**Petikan Teks**:
☆ ☆ ☆ ☆ ☆

Pesan Rahbar

Home » » A Shoulder to Cry on;Ulasan atas Doa Hari Kesepuluh Puasa

A Shoulder to Cry on;Ulasan atas Doa Hari Kesepuluh Puasa

Written By Unknown on Monday, 11 January 2016 | 12:24:00


Manusia secara psikologis, tatkala berhadapan dengan kesulitan atau problema yang menghimpit hidupnya, membutuhkan seseorang untuk menolongnya keluar dari persoalan yang dihadapinya. Dalam bahasa psikologi manusia memerlukan bahu untuk menangis, a shoulder to cry on. Manusia dalam konteks ini membutuhkan media atau orang untuk menumpah-ruahkan kesedihan, kesusahan, kerisauan dan pelbagai problema hidupnya. At least, ada orang yang mau mendengarkan keluh dan kesahnya kalau tidak sampai pada tataran memberikan way-out dan solusi.

☆ ☆ ☆ ☆ ☆

**Tugas Tertulis**:
(1) Menurut ulasan tentang doa hari kesepuluh puasa, apa yang dibutuhkan manusia secara psikologis ketika berhadapan dengan kesulitan yang menghimpit hidupnya?
(2) Sambung ulasan tentang doa hari kesepuluh puasa itu, mulai setelah kalimat terakhir yang tertera.

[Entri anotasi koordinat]
☆ ☆ ☆ ☆ ☆

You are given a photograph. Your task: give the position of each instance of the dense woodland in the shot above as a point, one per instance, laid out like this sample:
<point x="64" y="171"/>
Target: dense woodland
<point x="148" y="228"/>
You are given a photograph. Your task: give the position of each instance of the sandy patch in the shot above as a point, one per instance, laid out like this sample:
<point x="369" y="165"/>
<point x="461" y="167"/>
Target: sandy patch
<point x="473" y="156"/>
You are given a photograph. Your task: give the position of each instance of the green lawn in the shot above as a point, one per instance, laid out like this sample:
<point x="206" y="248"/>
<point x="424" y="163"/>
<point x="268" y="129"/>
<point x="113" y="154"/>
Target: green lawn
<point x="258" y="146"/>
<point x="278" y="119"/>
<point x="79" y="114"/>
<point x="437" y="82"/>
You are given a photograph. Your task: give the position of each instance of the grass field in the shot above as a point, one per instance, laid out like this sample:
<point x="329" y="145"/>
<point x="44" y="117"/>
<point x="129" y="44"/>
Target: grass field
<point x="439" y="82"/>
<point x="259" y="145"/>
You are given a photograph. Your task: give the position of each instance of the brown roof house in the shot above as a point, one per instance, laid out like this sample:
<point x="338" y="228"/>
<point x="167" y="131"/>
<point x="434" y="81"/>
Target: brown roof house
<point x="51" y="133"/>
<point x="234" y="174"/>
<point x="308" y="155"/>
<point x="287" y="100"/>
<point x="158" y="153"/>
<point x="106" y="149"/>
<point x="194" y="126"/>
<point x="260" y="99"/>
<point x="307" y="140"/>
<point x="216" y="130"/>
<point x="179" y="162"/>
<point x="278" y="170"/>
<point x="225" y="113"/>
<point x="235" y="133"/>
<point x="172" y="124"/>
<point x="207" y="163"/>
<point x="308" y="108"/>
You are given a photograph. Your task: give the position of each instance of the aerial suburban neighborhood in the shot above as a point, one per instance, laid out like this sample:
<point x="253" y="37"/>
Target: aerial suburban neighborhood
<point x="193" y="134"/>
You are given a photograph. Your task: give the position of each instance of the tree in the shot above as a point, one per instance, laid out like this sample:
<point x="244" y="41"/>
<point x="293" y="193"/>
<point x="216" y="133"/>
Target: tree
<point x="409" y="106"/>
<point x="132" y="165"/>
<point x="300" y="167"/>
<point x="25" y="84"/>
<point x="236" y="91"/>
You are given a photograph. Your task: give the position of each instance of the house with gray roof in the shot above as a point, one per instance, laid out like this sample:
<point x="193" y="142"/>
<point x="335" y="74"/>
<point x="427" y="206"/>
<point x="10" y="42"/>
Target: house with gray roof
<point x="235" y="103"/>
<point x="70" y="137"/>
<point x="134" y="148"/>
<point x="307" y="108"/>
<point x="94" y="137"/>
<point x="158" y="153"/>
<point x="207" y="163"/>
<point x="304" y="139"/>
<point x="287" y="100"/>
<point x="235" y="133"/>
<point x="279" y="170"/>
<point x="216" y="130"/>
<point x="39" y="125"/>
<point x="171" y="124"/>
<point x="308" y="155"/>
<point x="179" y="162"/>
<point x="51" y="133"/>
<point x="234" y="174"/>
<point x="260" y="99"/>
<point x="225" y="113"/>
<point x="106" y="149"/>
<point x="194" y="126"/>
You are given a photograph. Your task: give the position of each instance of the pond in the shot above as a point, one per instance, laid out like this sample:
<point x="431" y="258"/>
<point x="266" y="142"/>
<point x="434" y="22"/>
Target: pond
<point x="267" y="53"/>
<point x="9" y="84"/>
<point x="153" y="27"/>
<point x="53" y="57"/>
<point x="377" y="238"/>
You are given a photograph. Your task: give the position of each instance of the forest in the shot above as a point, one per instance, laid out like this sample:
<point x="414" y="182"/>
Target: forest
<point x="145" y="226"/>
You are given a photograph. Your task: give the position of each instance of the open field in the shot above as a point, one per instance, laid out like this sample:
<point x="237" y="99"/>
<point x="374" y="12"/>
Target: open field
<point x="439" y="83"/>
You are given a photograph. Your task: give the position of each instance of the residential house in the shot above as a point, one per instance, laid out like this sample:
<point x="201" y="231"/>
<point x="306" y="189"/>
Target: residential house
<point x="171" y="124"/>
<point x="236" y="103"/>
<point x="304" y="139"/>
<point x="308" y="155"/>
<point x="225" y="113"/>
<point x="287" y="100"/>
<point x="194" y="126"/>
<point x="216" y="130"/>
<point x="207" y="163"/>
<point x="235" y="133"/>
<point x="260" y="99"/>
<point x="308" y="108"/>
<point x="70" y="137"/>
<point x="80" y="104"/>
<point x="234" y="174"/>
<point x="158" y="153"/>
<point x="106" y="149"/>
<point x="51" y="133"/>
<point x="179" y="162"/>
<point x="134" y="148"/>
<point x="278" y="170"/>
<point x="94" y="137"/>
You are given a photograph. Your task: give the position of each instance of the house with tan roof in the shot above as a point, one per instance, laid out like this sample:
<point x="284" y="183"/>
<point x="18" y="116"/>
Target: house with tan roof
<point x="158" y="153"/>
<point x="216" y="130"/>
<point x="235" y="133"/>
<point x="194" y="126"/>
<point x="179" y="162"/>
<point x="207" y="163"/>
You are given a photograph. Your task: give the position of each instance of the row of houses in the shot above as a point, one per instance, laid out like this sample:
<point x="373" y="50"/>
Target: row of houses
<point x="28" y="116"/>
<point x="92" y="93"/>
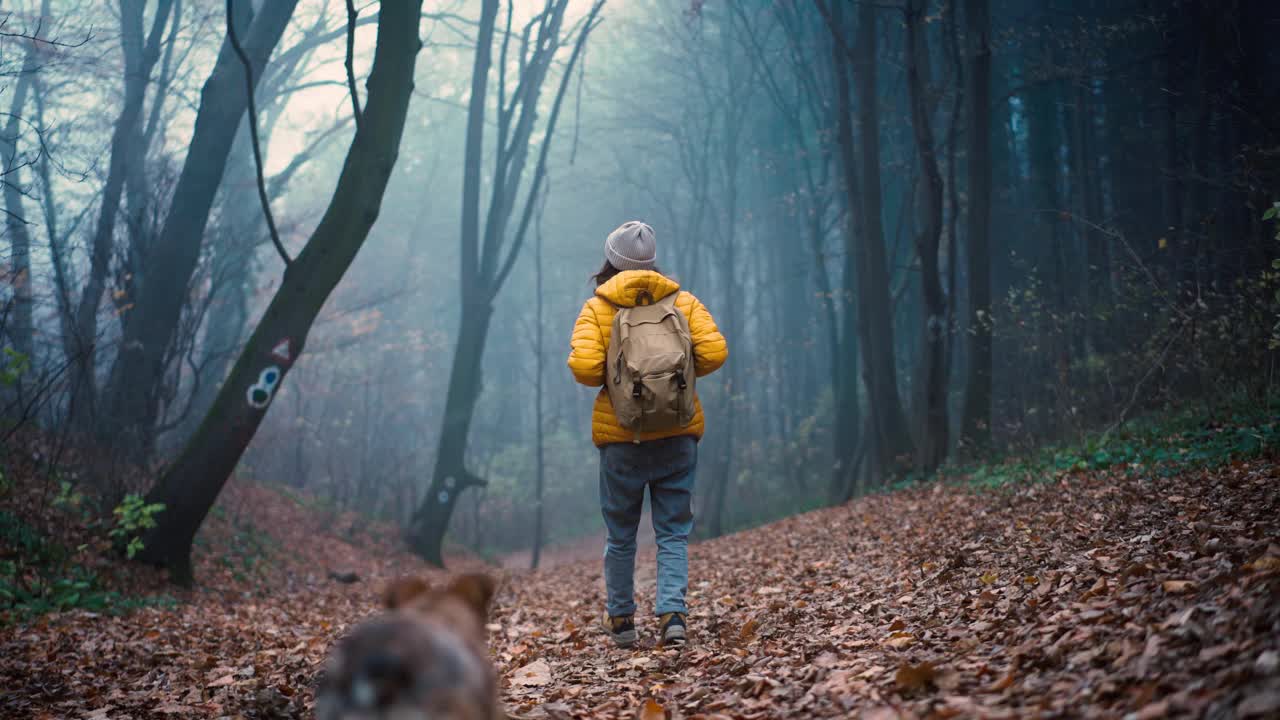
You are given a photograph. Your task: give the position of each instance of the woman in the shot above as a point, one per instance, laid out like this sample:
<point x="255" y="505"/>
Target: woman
<point x="647" y="419"/>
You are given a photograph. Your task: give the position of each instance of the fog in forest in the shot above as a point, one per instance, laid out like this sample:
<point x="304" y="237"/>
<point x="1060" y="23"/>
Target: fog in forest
<point x="931" y="231"/>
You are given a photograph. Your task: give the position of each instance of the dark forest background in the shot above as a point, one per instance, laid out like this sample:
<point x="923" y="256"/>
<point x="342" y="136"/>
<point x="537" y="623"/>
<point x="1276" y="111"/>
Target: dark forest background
<point x="932" y="231"/>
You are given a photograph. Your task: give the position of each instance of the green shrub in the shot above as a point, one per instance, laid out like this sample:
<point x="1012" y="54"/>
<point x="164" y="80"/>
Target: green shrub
<point x="132" y="518"/>
<point x="40" y="578"/>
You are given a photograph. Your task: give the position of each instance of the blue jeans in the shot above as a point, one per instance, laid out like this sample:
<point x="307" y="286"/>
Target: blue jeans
<point x="667" y="468"/>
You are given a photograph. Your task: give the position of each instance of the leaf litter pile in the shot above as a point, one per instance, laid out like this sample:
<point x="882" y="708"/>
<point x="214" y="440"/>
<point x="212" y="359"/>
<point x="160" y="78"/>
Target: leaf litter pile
<point x="1093" y="595"/>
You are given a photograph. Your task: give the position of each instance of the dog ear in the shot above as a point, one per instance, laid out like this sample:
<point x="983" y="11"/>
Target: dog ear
<point x="474" y="588"/>
<point x="403" y="591"/>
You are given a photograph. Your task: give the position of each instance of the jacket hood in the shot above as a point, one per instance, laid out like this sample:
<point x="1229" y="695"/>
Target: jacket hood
<point x="625" y="288"/>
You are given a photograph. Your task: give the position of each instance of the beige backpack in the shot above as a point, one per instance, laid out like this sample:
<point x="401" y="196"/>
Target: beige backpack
<point x="650" y="367"/>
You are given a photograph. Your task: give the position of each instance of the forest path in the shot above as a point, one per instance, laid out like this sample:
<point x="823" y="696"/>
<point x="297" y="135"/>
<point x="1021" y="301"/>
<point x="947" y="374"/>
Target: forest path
<point x="1095" y="595"/>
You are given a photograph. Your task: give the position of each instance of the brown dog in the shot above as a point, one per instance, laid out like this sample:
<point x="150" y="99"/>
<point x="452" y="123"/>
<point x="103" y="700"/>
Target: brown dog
<point x="423" y="659"/>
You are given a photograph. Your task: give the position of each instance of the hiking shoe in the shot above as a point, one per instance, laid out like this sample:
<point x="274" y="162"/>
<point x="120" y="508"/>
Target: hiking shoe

☆ ☆ ☆ ☆ ☆

**Jawaban Tugas**:
(1) Manusia membutuhkan seseorang untuk menolongnya keluar dari persoalan yang dihadapinya.

(2)
Kalau ia adalah manusia yang cerdas dan tercerahkan yaitu dengan memahami esensi kediriannya, bahwa faqid asy-syai laa yu’thi asy-syai (seseorang kalau tidak memiliki sesuatu dia tidak dapat memberikan) maka seharusnya tempat yang menjadi sandarannya adalah tempat yang menjadi sandaran seluruh mumkinul wujud sepertinya. Sandaran yang memiliki sesuatu untuk diberikan. Sandaran yang tidak menjadikan miliknya berkurang atau bertambah tatkala memberi atau menolak. Menyandarkan segala urusan kepada Sosok Yang Mahahandal inilah yang disebut tawakkal. Tawakkal kepada Allah Swt adalah salah topik dari doa kesepuluh bulan Ramadhan kita kali ini di samping tema fauzhil azhim, maqam qurb dan tema ihsan.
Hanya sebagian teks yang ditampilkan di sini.